:: Exercise aim ::
You are to retype all of the data exactly as it appears.
-------- Input material
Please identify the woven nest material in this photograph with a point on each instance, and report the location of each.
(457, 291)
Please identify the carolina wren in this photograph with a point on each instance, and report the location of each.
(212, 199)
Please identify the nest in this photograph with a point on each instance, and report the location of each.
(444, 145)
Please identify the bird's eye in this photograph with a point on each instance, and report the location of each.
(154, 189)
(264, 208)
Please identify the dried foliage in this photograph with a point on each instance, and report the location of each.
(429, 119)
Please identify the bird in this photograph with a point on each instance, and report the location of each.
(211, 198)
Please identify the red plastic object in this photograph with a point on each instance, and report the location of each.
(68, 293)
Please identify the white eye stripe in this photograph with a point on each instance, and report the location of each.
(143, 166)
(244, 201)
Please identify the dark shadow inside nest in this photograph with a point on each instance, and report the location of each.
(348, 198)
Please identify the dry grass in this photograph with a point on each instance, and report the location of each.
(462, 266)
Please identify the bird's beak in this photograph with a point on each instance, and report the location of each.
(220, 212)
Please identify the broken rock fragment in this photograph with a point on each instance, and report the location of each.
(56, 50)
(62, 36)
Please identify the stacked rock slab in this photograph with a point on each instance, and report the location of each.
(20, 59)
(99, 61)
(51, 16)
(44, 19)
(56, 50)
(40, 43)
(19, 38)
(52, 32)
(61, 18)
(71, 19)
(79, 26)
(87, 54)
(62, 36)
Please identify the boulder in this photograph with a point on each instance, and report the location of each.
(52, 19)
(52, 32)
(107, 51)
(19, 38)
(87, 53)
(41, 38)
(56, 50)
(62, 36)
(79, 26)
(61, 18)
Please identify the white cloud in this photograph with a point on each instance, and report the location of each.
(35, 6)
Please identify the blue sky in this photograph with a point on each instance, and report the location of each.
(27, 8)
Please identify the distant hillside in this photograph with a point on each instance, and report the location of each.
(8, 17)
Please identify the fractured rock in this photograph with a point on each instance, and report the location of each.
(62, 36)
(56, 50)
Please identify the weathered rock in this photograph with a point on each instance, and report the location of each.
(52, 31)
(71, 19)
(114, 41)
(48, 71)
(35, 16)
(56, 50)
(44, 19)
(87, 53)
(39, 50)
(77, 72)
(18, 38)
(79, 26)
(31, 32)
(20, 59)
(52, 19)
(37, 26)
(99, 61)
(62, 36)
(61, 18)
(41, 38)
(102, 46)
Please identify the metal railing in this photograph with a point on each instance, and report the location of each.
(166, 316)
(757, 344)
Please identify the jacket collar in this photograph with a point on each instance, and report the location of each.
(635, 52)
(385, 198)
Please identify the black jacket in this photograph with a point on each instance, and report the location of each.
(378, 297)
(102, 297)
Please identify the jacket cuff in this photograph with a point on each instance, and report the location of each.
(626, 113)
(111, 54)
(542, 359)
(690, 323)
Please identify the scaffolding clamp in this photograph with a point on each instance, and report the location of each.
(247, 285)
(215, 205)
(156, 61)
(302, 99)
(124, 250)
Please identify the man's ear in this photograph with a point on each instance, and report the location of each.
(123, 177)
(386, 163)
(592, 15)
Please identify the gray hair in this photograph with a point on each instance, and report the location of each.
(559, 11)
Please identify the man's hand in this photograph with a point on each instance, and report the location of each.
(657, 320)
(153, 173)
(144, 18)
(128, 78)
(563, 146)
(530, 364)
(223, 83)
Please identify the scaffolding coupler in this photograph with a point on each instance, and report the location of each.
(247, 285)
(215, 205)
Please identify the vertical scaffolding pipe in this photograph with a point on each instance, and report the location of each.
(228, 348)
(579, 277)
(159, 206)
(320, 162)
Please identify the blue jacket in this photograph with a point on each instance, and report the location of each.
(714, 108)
----------------
:: Solution to the exercise ::
Please identify the woven nest material in this photograph with a point on each instance, and report the location of each.
(457, 291)
Please identify the carolina wren in this photograph with a point on each instance, and report the location of each.
(212, 199)
Please identify the nest in this photograph with a point on each instance, and report the location of each.
(444, 145)
Please identify the bird's eye in this photograph with a point on each instance, and report the location of each.
(154, 189)
(264, 208)
Please identify the dried foliage in this photograph with a point on each instance, and report the location of each.
(429, 119)
Please identify the bird in this photograph with a point on each instance, and report the location of each.
(211, 198)
Please identify the red plastic object in this photograph with a point on each instance, and report the location of each.
(68, 293)
Please identify the white eye stripe in this photograph with a point on each instance, and report the location of each.
(143, 166)
(244, 201)
Please identify the dark shadow inside nest in this photograph with a point on each instance, and report the location of each.
(348, 198)
Please identify the dry grass in this photograph with a point on each instance, and report the location of each.
(462, 266)
Please identify the bird's beak in this photograph with a point on each instance, and report the location of each.
(220, 212)
Please identify the broken rock fragment in this photograph with a point on each instance, and report the location of each.
(56, 50)
(62, 36)
Please identify the stacked rock slab in this photograph with a point on each instance, and report the location of each.
(20, 59)
(99, 61)
(51, 16)
(44, 19)
(56, 50)
(40, 43)
(19, 38)
(52, 32)
(61, 18)
(71, 19)
(79, 26)
(87, 54)
(62, 36)
Please identify the boulder in this photograph with a point on each instance, and report the location of each.
(52, 19)
(52, 32)
(107, 51)
(19, 38)
(87, 53)
(41, 38)
(56, 50)
(62, 36)
(79, 26)
(61, 18)
Please identify the white cloud in this photograph with a point on each instance, and report the location of each.
(35, 6)
Please identify the blue sky in this photograph with a point on each instance, and report the location of each.
(27, 8)
Please identify the distant hillside in this photograph with a point on each instance, and report the location of each.
(8, 17)
Please identify the fractured rock in this photograph with a point on each instance, and report the location of each.
(62, 36)
(56, 50)
Please identify the weathered rock in this photograph with a point on each instance, and report the location of each.
(52, 31)
(71, 19)
(114, 41)
(48, 71)
(35, 16)
(56, 50)
(44, 19)
(87, 53)
(39, 50)
(77, 72)
(18, 38)
(79, 26)
(31, 32)
(20, 59)
(52, 19)
(37, 26)
(99, 61)
(62, 36)
(61, 18)
(41, 38)
(102, 46)
Please identify the metal railing in this photograph with a point on each instance, and report the location of each.
(166, 316)
(757, 344)
Please identify the jacket collar in this photograph with a point on each instance, and report the location of each.
(635, 52)
(385, 198)
Please identify the black jacket in this photograph with a point on each instance, and report the location of each.
(378, 297)
(102, 297)
Please identify the jacket cuff in this photograph with a point on each instance, and report the location of each.
(626, 113)
(111, 54)
(542, 359)
(690, 323)
Please identify the scaffolding clamp in this photograph with a point on each instance, and report the location of each.
(247, 285)
(215, 205)
(156, 61)
(302, 99)
(124, 250)
Please identify the man's ear in this photograph with a point on each instance, and report the location of each.
(123, 177)
(386, 163)
(592, 15)
Please identify the gray hair in this photograph with a point on each instance, and report the location of each.
(559, 11)
Please identify the man's hand in this photograph with a point on each instance, and report the location of each.
(657, 320)
(153, 173)
(144, 18)
(128, 78)
(563, 146)
(530, 364)
(223, 83)
Please identify the scaffolding coupler in this photograph with a point on each instance, and report the location of each.
(247, 285)
(215, 205)
Please identify the vertical scaffolding pipe in this photograph with a point on each instance, and report the location of each.
(228, 348)
(579, 277)
(159, 206)
(320, 162)
Please identify the blue jacket in this photograph with a point on each instance, and report the location of each.
(714, 108)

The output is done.